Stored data
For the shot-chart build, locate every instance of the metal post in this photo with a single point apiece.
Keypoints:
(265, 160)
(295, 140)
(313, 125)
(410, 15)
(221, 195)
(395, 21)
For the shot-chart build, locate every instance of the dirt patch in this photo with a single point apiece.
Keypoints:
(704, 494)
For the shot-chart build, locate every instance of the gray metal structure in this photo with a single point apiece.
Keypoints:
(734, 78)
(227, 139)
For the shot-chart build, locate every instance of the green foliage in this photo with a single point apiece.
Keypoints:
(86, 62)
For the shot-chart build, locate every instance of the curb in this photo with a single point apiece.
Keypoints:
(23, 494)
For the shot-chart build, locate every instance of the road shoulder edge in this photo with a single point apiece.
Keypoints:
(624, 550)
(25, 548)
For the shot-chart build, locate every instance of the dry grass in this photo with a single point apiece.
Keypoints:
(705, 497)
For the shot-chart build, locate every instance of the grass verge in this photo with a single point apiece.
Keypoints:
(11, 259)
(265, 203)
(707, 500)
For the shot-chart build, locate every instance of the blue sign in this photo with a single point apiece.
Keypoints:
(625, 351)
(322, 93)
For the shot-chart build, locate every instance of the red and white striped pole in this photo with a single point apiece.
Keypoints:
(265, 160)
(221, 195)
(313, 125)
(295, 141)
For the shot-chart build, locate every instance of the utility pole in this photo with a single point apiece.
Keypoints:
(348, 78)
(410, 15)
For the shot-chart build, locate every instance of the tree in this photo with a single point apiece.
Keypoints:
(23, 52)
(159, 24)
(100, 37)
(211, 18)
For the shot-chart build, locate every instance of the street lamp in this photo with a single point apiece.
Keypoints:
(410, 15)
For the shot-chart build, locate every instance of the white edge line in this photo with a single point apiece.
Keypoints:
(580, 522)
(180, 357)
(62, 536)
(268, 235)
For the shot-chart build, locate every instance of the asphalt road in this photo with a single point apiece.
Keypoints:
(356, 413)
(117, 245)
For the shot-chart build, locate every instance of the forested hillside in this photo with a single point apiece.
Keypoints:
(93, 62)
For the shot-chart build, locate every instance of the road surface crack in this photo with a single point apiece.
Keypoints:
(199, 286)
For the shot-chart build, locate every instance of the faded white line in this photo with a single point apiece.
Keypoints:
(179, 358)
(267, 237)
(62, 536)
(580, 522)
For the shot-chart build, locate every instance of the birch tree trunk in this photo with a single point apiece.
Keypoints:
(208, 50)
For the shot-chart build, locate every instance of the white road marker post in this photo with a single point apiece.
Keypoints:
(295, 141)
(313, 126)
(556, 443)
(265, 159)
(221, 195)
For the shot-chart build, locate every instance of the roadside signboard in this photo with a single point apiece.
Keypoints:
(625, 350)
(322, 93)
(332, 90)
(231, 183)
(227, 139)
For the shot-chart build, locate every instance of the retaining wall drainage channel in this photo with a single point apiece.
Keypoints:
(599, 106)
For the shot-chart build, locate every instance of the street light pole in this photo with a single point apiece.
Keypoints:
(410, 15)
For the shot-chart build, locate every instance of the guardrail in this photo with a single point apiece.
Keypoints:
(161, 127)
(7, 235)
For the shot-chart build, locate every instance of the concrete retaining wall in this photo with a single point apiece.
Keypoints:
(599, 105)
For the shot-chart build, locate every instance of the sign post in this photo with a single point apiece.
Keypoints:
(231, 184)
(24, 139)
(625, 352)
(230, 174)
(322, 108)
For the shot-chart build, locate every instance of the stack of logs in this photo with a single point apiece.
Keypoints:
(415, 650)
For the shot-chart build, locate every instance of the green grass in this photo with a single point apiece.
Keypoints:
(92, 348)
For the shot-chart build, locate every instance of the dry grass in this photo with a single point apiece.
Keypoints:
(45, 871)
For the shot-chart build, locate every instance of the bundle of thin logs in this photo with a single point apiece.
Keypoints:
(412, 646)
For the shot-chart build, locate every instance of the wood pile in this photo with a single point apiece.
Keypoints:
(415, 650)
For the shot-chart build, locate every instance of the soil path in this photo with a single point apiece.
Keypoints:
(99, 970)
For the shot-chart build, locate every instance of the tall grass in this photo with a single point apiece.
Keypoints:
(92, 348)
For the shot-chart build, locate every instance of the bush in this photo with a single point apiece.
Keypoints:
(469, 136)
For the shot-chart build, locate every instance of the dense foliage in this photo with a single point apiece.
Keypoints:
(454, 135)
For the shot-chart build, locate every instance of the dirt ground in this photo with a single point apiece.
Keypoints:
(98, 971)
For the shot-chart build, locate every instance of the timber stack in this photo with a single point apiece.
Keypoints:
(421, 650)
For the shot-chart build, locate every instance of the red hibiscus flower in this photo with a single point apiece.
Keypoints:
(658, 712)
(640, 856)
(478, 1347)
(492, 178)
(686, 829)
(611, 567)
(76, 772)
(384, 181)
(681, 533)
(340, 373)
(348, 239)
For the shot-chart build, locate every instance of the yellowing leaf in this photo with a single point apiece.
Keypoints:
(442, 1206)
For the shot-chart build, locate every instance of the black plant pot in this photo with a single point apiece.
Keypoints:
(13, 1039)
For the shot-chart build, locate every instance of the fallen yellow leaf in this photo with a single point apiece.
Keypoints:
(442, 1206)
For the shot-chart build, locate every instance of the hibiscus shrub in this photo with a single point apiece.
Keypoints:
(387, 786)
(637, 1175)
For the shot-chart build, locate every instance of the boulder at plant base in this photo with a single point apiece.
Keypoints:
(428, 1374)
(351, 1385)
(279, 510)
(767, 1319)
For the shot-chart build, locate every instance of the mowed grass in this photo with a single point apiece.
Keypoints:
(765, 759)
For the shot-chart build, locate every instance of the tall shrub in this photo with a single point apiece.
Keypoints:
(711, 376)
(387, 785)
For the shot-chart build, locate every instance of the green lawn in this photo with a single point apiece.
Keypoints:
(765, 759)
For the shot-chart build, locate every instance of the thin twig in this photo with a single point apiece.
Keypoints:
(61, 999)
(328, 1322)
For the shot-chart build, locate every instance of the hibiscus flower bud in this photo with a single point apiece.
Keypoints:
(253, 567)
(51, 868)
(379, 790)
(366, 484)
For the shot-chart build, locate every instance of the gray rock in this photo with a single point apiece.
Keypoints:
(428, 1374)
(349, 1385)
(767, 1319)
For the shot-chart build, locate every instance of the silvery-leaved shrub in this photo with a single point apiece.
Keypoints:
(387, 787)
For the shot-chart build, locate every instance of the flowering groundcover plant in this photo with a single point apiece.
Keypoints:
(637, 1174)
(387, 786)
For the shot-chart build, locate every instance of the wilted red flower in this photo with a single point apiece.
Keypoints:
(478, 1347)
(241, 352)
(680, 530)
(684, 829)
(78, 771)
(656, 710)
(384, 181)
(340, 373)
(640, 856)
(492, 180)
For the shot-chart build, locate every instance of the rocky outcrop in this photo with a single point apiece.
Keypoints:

WHAT YOU SHOULD DO:
From the records above, pull every line that carries the word "logs".

EXERCISE SOLUTION:
For the shot-chart build, locate every instance of the stack of logs in this photo with a single point apiece.
For the shot-chart build, locate every instance of the bundle of thin logs in this photo with a single point apiece.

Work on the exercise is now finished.